EXTRAIT À LIRE »
——

Le sulfureux cinéaste Gaspar Noé présentait en séance de minuit ce qui n’est que son quatrième long-métrage de cinéma, annoncé et vendu un peu partout comme un mélodrame pornographique en 3D. Il y avait certes de quoi affoler la Croisette et affrioler public et critique, surtout lorsque l’on se souvient du rapport conflictuel qu’entretient le cinéaste avec ses sélections cannoises, au mieux boudées, au pire décriées, mais paradoxalement, Love est sans doute le film le plus apaisé du réalisateur.


Evacuons d’emblée ce qui ne va effectivement pas : comme toujours chez Noé, le propos est au mieux naïf, au pire stupide. Ici donc, ce sont les aphorismes qu’égrènent les deux amants, Electra et Murphy, durant les deux heures et quart pas si bavardes qui constituent le film. D’aucuns rapprocheront audacieusement une telle naïveté philosophique des derniers films de Malick, à juste titre cela dit. Autre scorie notable, la volonté de vouloir faire de son Murphy un double fantasmé de lui-même, et les nombreux liens biographiques ou référentiels qu’entretient le film avec la vie et l’oeuvre de Noé. Citons rapidement un rejeton prénommé Gaspar, un ex appelé Noé et campé par le réalisateur himself affublé d’une perruque trop ridicule pour être premier degré, une maquette du Love Hotel d’Enter The Void, un personnage principal aspirant cinéaste et fan de 2001, l’Odyssée de l’espace ou encore moult affiche de film ici et là. Si ces liens un peu lourdauds nuisent à l’entreprise du film, ils participent néanmoins de sa naïveté presque touchante, comme pour désamorcer à tout prix le sérieux un brin monumental du projet.

——

DONNÉES ENREGISTRÉES »

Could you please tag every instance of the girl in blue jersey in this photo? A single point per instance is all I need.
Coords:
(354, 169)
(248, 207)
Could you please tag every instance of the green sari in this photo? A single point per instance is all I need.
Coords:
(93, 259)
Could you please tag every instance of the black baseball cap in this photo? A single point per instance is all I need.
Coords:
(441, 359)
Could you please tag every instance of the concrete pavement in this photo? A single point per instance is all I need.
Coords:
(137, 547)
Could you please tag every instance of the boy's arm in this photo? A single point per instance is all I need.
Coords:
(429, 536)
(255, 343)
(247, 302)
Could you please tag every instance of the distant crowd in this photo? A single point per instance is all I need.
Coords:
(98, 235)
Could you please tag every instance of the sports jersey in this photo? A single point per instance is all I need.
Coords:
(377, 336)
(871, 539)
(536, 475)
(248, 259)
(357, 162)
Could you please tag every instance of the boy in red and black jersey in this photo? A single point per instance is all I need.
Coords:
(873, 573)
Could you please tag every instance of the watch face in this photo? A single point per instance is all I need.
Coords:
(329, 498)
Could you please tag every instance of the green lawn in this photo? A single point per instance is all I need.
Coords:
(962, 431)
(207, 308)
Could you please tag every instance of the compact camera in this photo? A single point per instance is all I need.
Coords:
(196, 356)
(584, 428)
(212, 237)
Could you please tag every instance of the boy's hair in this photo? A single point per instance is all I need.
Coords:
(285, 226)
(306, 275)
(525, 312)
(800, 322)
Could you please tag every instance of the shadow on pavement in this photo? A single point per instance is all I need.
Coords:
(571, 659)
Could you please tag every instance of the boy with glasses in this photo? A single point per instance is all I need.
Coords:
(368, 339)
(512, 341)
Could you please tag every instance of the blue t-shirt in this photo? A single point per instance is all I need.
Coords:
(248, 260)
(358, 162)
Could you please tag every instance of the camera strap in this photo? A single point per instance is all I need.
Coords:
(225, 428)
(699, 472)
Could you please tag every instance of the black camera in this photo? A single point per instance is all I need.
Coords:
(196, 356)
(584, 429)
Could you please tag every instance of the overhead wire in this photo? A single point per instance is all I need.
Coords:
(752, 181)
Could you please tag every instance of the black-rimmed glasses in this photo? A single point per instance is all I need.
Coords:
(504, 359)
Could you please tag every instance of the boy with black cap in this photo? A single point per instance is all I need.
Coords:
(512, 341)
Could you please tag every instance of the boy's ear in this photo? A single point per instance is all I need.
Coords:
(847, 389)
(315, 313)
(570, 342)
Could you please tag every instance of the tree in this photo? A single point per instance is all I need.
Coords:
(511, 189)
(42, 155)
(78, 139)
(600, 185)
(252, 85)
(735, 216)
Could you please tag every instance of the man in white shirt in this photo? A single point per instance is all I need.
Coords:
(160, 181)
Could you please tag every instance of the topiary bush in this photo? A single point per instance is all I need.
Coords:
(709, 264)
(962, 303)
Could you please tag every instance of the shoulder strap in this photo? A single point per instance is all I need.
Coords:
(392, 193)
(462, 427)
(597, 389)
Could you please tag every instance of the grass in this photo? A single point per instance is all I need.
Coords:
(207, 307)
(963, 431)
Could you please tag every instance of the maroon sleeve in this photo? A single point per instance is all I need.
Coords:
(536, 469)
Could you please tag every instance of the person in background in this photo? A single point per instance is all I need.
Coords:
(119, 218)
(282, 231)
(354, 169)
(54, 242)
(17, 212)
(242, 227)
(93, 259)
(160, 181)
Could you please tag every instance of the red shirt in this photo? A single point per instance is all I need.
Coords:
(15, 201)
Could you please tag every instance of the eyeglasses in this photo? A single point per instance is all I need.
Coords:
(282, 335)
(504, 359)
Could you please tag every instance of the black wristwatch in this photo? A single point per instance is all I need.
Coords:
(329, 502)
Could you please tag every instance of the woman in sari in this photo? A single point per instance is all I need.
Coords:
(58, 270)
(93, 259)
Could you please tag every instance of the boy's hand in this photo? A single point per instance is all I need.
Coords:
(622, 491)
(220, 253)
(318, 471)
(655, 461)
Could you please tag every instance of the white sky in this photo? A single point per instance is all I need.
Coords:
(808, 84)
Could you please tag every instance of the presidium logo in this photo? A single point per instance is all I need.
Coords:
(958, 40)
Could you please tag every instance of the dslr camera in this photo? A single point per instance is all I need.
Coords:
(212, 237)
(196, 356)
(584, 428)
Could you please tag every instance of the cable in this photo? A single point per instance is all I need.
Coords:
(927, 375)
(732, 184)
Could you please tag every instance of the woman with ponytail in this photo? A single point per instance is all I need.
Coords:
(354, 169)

——

VOTRE OBJECTIF » Dans la critique du film Love, comment s'appellent les deux amants ?

SOLUTION PROPOSÉE » Electra et Murphy.